▶ [Aim of the task]
Render the material from the line containing "Phrase -- yacht" through the line containing "(1232, 491)", both included, as a JSON list of strings with one string per line and blank lines left out.

▶ [Data to process]
☆ ☆ ☆ ☆ ☆
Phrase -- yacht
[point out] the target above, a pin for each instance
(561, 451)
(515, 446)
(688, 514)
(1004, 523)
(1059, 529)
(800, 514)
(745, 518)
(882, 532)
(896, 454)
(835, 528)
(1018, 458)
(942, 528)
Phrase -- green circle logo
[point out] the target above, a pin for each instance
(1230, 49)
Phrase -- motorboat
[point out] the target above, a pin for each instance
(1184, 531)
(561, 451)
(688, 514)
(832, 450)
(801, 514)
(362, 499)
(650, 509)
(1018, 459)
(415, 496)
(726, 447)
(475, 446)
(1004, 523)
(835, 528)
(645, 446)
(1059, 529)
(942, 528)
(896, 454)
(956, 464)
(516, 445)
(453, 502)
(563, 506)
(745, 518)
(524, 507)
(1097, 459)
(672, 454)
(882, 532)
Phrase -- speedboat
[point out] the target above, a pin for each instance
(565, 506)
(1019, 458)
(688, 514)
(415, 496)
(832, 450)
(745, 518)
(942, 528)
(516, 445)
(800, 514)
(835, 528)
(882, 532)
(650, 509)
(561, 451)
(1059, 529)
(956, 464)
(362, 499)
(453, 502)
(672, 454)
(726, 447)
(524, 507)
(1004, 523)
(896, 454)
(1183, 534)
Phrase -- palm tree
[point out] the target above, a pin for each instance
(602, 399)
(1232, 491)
☆ ☆ ☆ ☆ ☆
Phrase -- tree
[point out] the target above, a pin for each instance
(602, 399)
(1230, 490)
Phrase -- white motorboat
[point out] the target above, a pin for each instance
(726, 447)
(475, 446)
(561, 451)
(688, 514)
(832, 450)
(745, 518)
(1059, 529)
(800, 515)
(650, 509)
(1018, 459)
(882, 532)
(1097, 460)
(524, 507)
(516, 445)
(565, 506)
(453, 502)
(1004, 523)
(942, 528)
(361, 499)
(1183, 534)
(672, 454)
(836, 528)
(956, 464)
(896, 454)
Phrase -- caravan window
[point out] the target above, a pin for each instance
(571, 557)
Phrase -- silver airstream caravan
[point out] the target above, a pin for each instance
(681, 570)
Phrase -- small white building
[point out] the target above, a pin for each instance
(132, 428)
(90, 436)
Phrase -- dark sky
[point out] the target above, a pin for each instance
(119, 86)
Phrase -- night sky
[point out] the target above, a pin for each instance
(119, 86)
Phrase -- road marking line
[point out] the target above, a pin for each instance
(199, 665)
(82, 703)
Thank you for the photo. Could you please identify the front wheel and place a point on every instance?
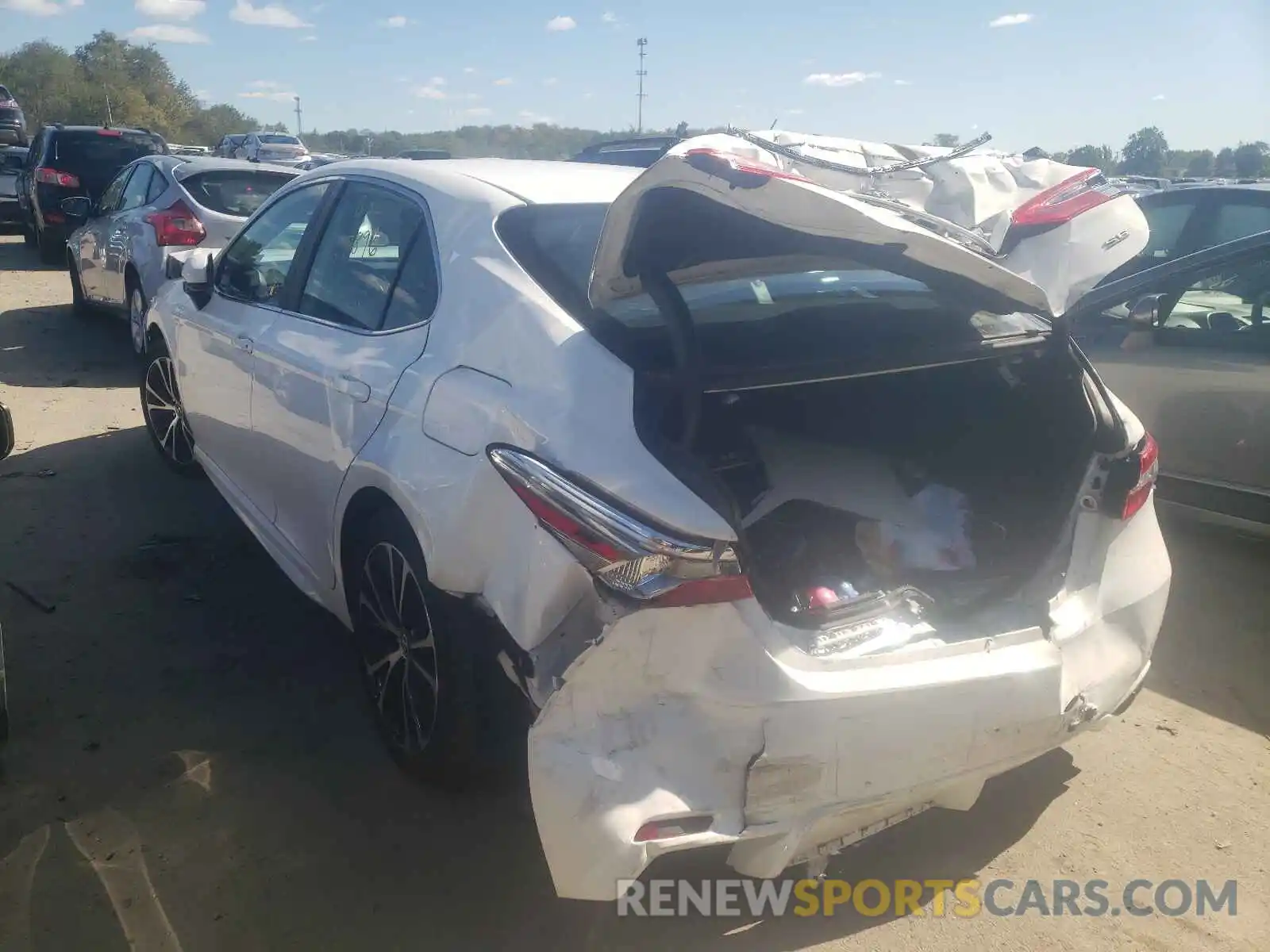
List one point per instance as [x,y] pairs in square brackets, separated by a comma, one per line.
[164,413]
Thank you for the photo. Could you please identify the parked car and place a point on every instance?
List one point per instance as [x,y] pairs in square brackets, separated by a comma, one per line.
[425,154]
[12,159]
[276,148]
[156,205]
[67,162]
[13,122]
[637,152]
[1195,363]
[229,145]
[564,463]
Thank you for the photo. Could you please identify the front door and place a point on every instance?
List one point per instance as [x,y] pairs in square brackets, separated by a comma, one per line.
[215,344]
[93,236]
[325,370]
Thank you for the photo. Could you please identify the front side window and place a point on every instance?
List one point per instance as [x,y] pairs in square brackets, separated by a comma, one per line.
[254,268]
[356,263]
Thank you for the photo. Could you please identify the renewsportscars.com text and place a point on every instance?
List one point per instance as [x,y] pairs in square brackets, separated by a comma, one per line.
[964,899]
☆ ☆ ☆ ☆ ☆
▶ [Solved exercise]
[
  "Phrase -- yacht",
  "[point out] the target above, a pin for each instance",
  "(561, 451)",
  "(515, 446)",
  "(688, 514)",
  "(1004, 523)",
  "(1059, 529)",
  "(800, 514)",
  "(745, 518)",
  "(882, 532)",
  "(896, 454)",
  "(835, 528)",
  "(1018, 458)",
  "(942, 528)",
  "Phrase -- green circle logo",
  "[point out] the target above, a pin for each instance",
  "(1230, 49)",
  "Phrase -- motorboat",
  "[point out] the target above, a pin for each instance",
  "(1184, 531)",
  "(561, 451)",
  "(688, 514)",
  "(832, 450)",
  "(801, 514)",
  "(362, 499)",
  "(650, 509)",
  "(1018, 459)",
  "(415, 496)",
  "(726, 447)",
  "(475, 446)",
  "(1004, 523)",
  "(835, 528)",
  "(645, 446)",
  "(1059, 529)",
  "(942, 528)",
  "(896, 454)",
  "(956, 464)",
  "(516, 445)",
  "(453, 502)",
  "(563, 506)",
  "(745, 518)",
  "(524, 507)",
  "(1097, 459)",
  "(672, 454)",
  "(882, 532)",
  "Phrase -- speedboat",
  "[point out] the target above, a pin for each instance",
  "(565, 506)",
  "(1019, 458)",
  "(688, 514)",
  "(415, 496)",
  "(832, 450)",
  "(745, 518)",
  "(942, 528)",
  "(516, 445)",
  "(800, 514)",
  "(835, 528)",
  "(882, 532)",
  "(650, 509)",
  "(561, 451)",
  "(1059, 529)",
  "(956, 464)",
  "(362, 499)",
  "(453, 502)",
  "(672, 454)",
  "(726, 447)",
  "(524, 507)",
  "(1004, 523)",
  "(896, 454)",
  "(1183, 534)",
  "Phrase -- palm tree",
  "[point out] the target above, a pin for each instance",
  "(602, 399)",
  "(1232, 491)"
]